The task> Give back every record verbatim, but not the pictures.

(Records from a collection)
================
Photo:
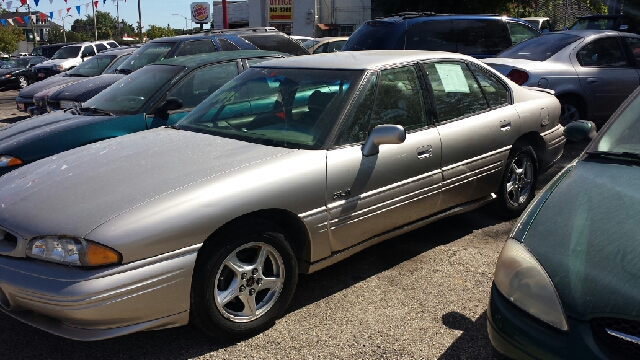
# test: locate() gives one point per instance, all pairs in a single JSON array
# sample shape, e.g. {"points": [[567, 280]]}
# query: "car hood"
{"points": [[74, 192], [586, 236], [35, 88], [86, 89]]}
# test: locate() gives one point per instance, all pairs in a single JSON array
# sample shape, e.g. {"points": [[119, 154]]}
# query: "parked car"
{"points": [[591, 72], [540, 22], [616, 22], [477, 35], [94, 73], [293, 165], [48, 50], [160, 95], [326, 44], [565, 284], [69, 57], [104, 63], [229, 40], [17, 72]]}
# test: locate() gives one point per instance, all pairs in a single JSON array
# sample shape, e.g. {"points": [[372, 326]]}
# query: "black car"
{"points": [[105, 62], [228, 40], [479, 36], [17, 72]]}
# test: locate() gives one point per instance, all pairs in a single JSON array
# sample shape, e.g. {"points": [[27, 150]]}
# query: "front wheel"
{"points": [[243, 280], [517, 188]]}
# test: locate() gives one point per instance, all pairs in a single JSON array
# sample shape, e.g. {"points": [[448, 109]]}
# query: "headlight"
{"points": [[522, 280], [71, 251], [8, 160]]}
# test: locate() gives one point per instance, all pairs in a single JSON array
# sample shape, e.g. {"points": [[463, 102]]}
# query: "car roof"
{"points": [[192, 61], [359, 60]]}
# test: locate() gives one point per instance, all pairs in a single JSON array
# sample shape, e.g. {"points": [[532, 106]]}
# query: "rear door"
{"points": [[368, 196], [605, 75]]}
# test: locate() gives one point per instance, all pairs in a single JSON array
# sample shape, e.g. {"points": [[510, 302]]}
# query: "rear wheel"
{"points": [[243, 280], [518, 182]]}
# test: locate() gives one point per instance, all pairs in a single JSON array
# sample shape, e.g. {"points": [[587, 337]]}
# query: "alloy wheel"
{"points": [[249, 282]]}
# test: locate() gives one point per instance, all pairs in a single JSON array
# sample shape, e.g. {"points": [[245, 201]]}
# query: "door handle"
{"points": [[424, 151]]}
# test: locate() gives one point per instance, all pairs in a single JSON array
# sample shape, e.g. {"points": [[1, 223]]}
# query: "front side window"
{"points": [[399, 99], [605, 52], [456, 92], [131, 93], [294, 108], [202, 82]]}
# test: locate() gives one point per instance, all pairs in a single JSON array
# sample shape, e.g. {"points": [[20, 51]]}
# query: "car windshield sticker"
{"points": [[452, 78]]}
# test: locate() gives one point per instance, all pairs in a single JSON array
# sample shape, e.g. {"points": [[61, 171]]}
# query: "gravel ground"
{"points": [[422, 295]]}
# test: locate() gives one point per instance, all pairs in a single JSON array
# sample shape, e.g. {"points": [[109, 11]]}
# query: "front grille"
{"points": [[622, 348]]}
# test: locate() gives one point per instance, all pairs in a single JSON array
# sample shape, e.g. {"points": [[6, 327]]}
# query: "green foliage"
{"points": [[10, 36]]}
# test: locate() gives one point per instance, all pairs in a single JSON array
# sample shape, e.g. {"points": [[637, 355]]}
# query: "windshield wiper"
{"points": [[95, 111], [625, 155]]}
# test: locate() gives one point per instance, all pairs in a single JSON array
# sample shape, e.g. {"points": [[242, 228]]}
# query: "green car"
{"points": [[156, 95], [567, 282]]}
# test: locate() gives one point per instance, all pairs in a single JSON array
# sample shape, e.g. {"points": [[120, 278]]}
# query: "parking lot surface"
{"points": [[422, 295]]}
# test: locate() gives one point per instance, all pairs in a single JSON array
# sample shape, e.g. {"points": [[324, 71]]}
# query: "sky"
{"points": [[154, 12]]}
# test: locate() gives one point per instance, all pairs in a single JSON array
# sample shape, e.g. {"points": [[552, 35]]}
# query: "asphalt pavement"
{"points": [[422, 295]]}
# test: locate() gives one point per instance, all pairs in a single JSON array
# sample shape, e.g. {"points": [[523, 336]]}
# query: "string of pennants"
{"points": [[25, 19]]}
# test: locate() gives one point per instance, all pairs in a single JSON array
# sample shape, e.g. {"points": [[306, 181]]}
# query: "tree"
{"points": [[10, 36]]}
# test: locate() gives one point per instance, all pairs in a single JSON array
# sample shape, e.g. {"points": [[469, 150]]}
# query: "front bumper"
{"points": [[515, 334], [94, 304]]}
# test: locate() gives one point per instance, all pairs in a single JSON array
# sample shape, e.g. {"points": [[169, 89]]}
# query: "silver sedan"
{"points": [[290, 167], [592, 72]]}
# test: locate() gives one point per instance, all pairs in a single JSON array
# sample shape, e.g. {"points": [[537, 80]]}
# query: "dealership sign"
{"points": [[200, 13], [281, 10]]}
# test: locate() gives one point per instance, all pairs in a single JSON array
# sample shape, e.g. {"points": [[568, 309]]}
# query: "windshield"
{"points": [[93, 66], [149, 53], [623, 133], [539, 48], [67, 52], [16, 63], [294, 108], [131, 93]]}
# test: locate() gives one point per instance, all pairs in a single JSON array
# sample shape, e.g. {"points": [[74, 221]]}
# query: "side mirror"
{"points": [[580, 130], [172, 103], [383, 134]]}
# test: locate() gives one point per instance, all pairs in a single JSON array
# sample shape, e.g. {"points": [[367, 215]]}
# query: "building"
{"points": [[40, 28], [315, 18]]}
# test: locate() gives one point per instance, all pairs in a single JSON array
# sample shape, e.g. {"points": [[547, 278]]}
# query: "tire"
{"points": [[570, 110], [23, 82], [518, 184], [243, 280]]}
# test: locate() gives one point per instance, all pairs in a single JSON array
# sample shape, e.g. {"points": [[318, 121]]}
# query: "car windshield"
{"points": [[16, 63], [149, 53], [67, 52], [623, 134], [131, 93], [293, 108], [92, 67], [539, 48]]}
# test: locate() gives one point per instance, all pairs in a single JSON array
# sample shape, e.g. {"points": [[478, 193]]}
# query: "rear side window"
{"points": [[455, 91], [196, 47], [276, 42], [429, 35], [521, 32], [481, 37]]}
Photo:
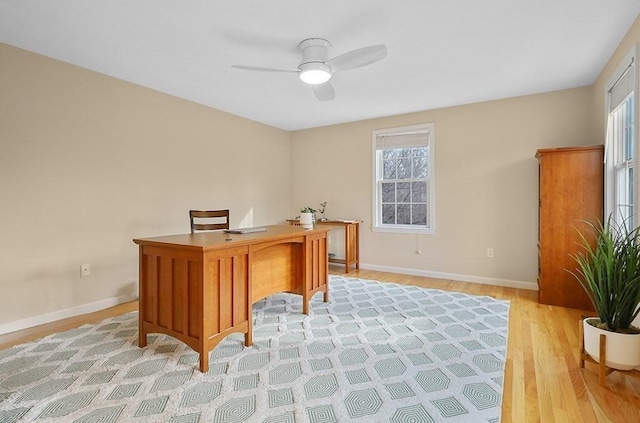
================
Answer section>
Photo:
# test: locate() gives one point per instance, all pairs in a single JSON array
# sample shape, e.g. {"points": [[567, 280]]}
# query: "car hood"
{"points": [[74, 192], [586, 236], [35, 88], [86, 89]]}
# test: locate() gives one point per instance, all pairs in a single JSON array
# sample shape, e.g. {"points": [[119, 154]]}
# query: "parked car"
{"points": [[591, 72], [540, 22], [616, 22], [477, 35], [94, 73], [293, 165], [48, 50], [160, 95], [326, 44], [565, 284], [69, 57], [104, 63], [229, 40], [17, 72]]}
# test: locate() gives one point per instance, all pairs in a single JSON array
# sample shape, e.g. {"points": [[372, 326]]}
# query: "black car"
{"points": [[105, 62], [228, 40], [479, 36], [17, 72]]}
# test: locate() gives one point per instance, all pairs in a single JSON array
# sample shape, e.g. {"points": [[27, 150]]}
# query: "front wheel"
{"points": [[243, 280], [517, 188]]}
# test: locate() gives one point per instance, all pairs in a single JSON array
# sample shape, e.g. {"points": [[448, 109]]}
# query: "headlight"
{"points": [[522, 280], [71, 251], [8, 160]]}
# test: locate() gives one point per instance, all pairs in a single JSON array
# sample shape, e.g. {"points": [[463, 102]]}
# query: "car roof"
{"points": [[192, 61], [359, 60]]}
# test: locate() gives one point per instance, all pairs in a single JSON array
# sample shape, e.g. {"points": [[532, 106]]}
# query: "rear door"
{"points": [[368, 196], [605, 75]]}
# test: locate() gives one point per instance, all pairs in a single JSON array
# sample shape, e.g. {"points": [[510, 302]]}
# query: "rear wheel"
{"points": [[243, 280], [518, 182]]}
# test: locate() gives one point per instance, all pairs in a single JSON array
# sample shape, e.g. {"points": [[587, 337]]}
# query: "alloy wheel"
{"points": [[249, 282]]}
# test: locate() gives one point per instance, all pairs in a single JSON array
# sample shape, e.g. {"points": [[245, 201]]}
# query: "door handle"
{"points": [[424, 151]]}
# test: locate() gives one point per instance, all pairs in a single JSON array
# sample shape, e.g. {"points": [[1, 223]]}
# query: "front side window"
{"points": [[399, 99], [605, 52], [456, 92], [131, 93], [294, 108], [202, 82]]}
# test: locate() gives one point per instance, all pairs in a single JSON array
# sample shape, e.g. {"points": [[20, 51]]}
# query: "car windshield sticker"
{"points": [[452, 78]]}
# test: locate() gives one point per instance, all pairs in a single JSON array
# sample shape, e.g. {"points": [[61, 171]]}
# query: "gravel ground"
{"points": [[422, 295]]}
# test: locate() gives one point per instance, all pairs in a single JSON array
# sample shape, e.g. {"points": [[109, 11]]}
# query: "front grille"
{"points": [[622, 348]]}
# test: locate() gives one point per instance, all pairs in a single JSON array
# sample shape, e.g. {"points": [[6, 327]]}
# query: "green foliage"
{"points": [[10, 36]]}
# test: locate() gives one point per instance, all pairs in a single JSON array
# sample shape, e.g. {"points": [[637, 355]]}
# query: "windshield wiper"
{"points": [[95, 111], [625, 155]]}
# test: locate() gives one point per instance, all pairs in a single JSON array
# sample shape, e.g. {"points": [[242, 228]]}
# query: "green car"
{"points": [[156, 95], [567, 282]]}
# test: locate() gives one point per instance, all pairs in a single JSON array
# sample shape, e.g. {"points": [[120, 278]]}
# query: "parking lot surface"
{"points": [[422, 295]]}
# test: locate() gives one point per instance, all pairs in a single JSON array
# sample shape, e.g. {"points": [[324, 71]]}
# query: "sky"
{"points": [[154, 12]]}
# test: locate() gives one point per instance, all pairs in a single JSON array
# sample shape, e.g. {"points": [[552, 35]]}
# query: "asphalt pavement"
{"points": [[422, 295]]}
# test: locate() gives one point per instance, all pairs in a single JSON array
# sample shape, e.g. {"points": [[523, 336]]}
# query: "string of pennants"
{"points": [[25, 19]]}
# test: locate() gives one point per instance, all pairs in a single JSON array
# sample shape, e.g. {"points": [[306, 181]]}
# query: "tree"
{"points": [[10, 36]]}
# test: locate() gives one point per instance, all pairs in a single JSON array
# sample shape, e.g. {"points": [[469, 150]]}
# query: "front bumper"
{"points": [[515, 334], [94, 304]]}
# test: locate() gives one point per instance, all pairs in a single JSON array
# sample shape, e.g. {"points": [[169, 89]]}
# query: "silver sedan"
{"points": [[290, 167], [592, 72]]}
# test: locate() gives one point per instance, all pairs in a single JSON array
# sample shape, e.g. {"points": [[537, 80]]}
# query: "dealership sign"
{"points": [[200, 13], [281, 10]]}
# test: locate() gives one point per instance, all pairs in a single JSON array
# sample shape, e.g. {"points": [[568, 309]]}
# query: "windshield"
{"points": [[93, 66], [149, 53], [623, 133], [539, 48], [67, 52], [16, 63], [294, 108], [131, 93]]}
# test: locate() gives one point per instance, all pairs in a single JSON array
# sample shape, e.g. {"points": [[74, 221]]}
# query: "side mirror"
{"points": [[580, 130], [172, 103], [383, 134]]}
# test: locate() gives one point per instance, all pairs in a single JSON array
# sample shape, e.g. {"points": [[367, 215]]}
# query: "building"
{"points": [[40, 28], [315, 18]]}
# test: locate() gives one point per instance, all pairs in a single JSON array
# sample shape, e.g. {"points": [[547, 278]]}
# query: "tire"
{"points": [[570, 110], [23, 82], [518, 184], [243, 280]]}
# test: locate() gives one point per instance, all pairs in a single JSON array
# sample shape, e.g. {"points": [[318, 121]]}
# query: "car windshield"
{"points": [[16, 63], [149, 53], [67, 52], [623, 134], [131, 93], [293, 108], [92, 67], [539, 48]]}
# test: locate() gives one point per instance, all pairs in a single JSON array
# sample shape, e.g. {"points": [[478, 193]]}
# query: "rear side window"
{"points": [[455, 91], [196, 47], [276, 42], [429, 35], [521, 32], [481, 37]]}
Photo:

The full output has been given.